| GIVEN REQUEST |
Only the pictures are to be left out; set down the rest of the records exactly.

| DATA SUPPLIED |
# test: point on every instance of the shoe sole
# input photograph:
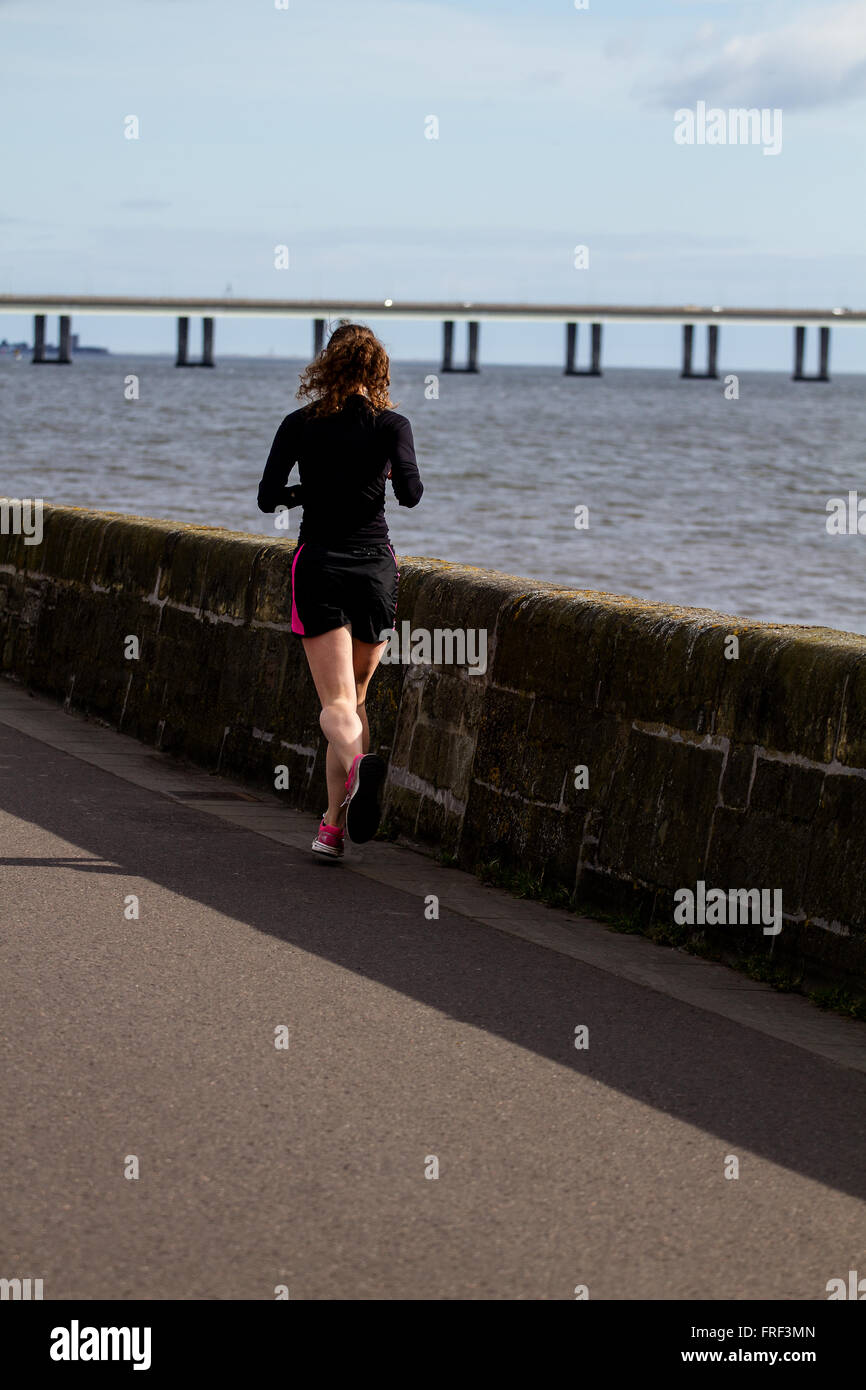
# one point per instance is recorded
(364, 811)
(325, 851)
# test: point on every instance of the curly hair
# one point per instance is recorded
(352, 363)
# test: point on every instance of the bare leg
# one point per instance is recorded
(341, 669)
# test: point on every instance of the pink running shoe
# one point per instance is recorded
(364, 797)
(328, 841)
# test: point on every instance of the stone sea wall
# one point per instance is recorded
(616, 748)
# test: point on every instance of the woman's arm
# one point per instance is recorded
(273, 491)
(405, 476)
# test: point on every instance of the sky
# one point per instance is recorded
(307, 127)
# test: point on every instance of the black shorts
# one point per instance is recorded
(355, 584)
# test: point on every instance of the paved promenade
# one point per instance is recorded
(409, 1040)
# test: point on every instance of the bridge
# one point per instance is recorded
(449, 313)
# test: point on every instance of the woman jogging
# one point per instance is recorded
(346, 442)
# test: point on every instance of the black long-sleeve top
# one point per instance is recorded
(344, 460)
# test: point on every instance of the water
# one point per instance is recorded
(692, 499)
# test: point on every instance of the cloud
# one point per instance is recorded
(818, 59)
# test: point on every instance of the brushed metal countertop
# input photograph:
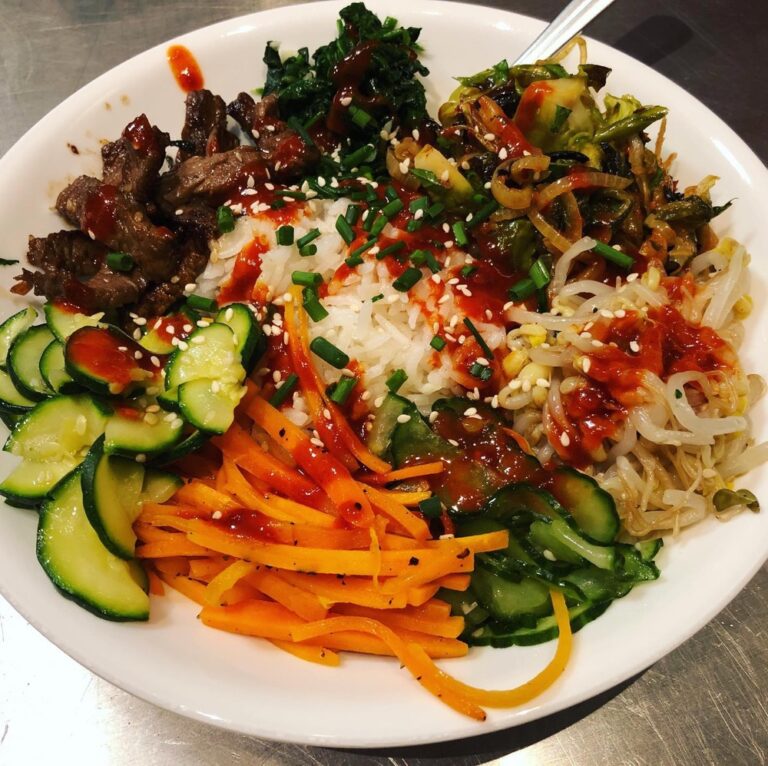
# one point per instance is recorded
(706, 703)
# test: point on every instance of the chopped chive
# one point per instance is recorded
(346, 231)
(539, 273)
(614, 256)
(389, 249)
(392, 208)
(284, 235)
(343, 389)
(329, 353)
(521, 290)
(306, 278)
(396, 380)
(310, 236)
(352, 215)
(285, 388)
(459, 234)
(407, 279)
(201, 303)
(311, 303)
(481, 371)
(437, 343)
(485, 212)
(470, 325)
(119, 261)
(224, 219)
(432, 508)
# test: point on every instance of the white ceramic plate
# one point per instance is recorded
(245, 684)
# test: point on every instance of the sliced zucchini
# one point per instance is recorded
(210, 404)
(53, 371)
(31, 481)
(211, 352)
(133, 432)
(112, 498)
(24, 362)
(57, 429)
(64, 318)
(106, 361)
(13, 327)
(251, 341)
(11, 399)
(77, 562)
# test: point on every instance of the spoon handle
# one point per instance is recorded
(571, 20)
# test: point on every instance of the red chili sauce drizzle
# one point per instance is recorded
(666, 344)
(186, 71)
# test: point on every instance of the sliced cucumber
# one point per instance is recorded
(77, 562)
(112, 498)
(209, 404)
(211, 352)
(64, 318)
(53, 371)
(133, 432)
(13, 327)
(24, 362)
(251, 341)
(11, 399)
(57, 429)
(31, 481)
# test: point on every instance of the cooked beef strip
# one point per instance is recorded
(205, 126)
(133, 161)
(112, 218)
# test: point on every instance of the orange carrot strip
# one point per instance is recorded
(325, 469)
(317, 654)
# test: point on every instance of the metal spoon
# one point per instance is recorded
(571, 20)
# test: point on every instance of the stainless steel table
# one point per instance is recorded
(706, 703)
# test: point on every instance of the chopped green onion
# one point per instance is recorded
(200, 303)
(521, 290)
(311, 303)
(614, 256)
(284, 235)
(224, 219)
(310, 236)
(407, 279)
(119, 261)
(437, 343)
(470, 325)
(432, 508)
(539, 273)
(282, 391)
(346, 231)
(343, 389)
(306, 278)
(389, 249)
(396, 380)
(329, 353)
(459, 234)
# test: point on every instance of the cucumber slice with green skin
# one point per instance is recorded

| OUTPUT OF THE TASK |
# test: point on every instance of the shoe sole
# input photograph:
# one point per instance is recorded
(364, 811)
(325, 851)
# test: point on every instance of the curly hair
# one point per instance is recorded
(352, 363)
# test: point on every instance of the bare leg
# one point per instance is recorded
(341, 669)
# test: point on every instance of the pink running shoe
# one point per instance is recorded
(364, 797)
(328, 841)
# test: point on every instance of the stone sea wall
# one point per instance is recorded
(616, 748)
# test: point on every instance of the woman's arm
# one point per instance is recorded
(273, 491)
(405, 476)
# test: point on every instance of the sky
# one point per instance is recorded
(307, 127)
# test: point on every instance of the black shorts
# one point per instance is recorded
(355, 584)
# test: point on every instance of the paved promenade
# one point per instance is recorded
(409, 1040)
# test: point on every instance of the bridge
# one point per instance is recorded
(449, 313)
# test: point on every instance of the woman jogging
# one point per instance is recorded
(346, 442)
# test: point on every instance of the black long-sleeve top
# one point per instance is recorded
(344, 460)
# test: point on every instance of the water
# one point per instance is recorded
(692, 499)
# test: point on every instance of the cloud
# one point per instance is recorded
(818, 59)
# test: point on every instance of the brushed metal countertop
# input photograph:
# one point per instance is recorded
(706, 703)
# test: point on every instance of the chopped chive
# one point per instance is recorded
(346, 231)
(539, 273)
(614, 256)
(389, 249)
(392, 208)
(284, 235)
(343, 389)
(329, 353)
(521, 290)
(306, 278)
(396, 380)
(310, 236)
(352, 215)
(285, 388)
(459, 234)
(407, 279)
(201, 303)
(311, 303)
(481, 371)
(437, 343)
(485, 212)
(470, 325)
(119, 261)
(224, 219)
(432, 508)
# test: point on every instance of the white ceramic plate
# one point per instance is recorded
(245, 684)
# test: point on every instance of the sliced zucchini
# one point per instance is recorded
(210, 404)
(53, 371)
(31, 481)
(211, 352)
(133, 432)
(112, 498)
(24, 362)
(57, 429)
(64, 318)
(106, 361)
(13, 327)
(251, 341)
(11, 399)
(77, 562)
# test: point on every instance of the spoon handle
# one point per instance is recorded
(571, 20)
# test: point on every instance of the red chili sauce drizzle
# one point per instance is recorded
(666, 344)
(186, 71)
# test: point on every instance of the sliced cucumber
# one point per instance is recorded
(77, 562)
(112, 498)
(209, 404)
(211, 352)
(64, 318)
(53, 371)
(133, 432)
(13, 327)
(24, 362)
(251, 341)
(11, 399)
(57, 429)
(31, 481)
# test: point on every instance of the cooked beef strip
# one point per instance is recorded
(205, 126)
(133, 161)
(112, 218)
# test: point on every instance of the orange carrot strip
# one point per instance is recorded
(325, 469)
(317, 654)
# test: point on every instance of the metal spoon
# one point per instance is recorded
(571, 20)
# test: point on every instance of the stainless steel table
# one point per instance is recorded
(706, 703)
# test: point on every instance of the chopped green onion
# one point per instance is recorded
(200, 303)
(521, 290)
(311, 303)
(614, 256)
(284, 235)
(224, 219)
(310, 236)
(407, 279)
(119, 261)
(437, 343)
(470, 325)
(432, 508)
(539, 273)
(282, 391)
(346, 231)
(343, 389)
(306, 278)
(389, 249)
(396, 380)
(329, 353)
(459, 234)
# test: point on every instance of the cucumber slice with green skin
# one point per instance is recorded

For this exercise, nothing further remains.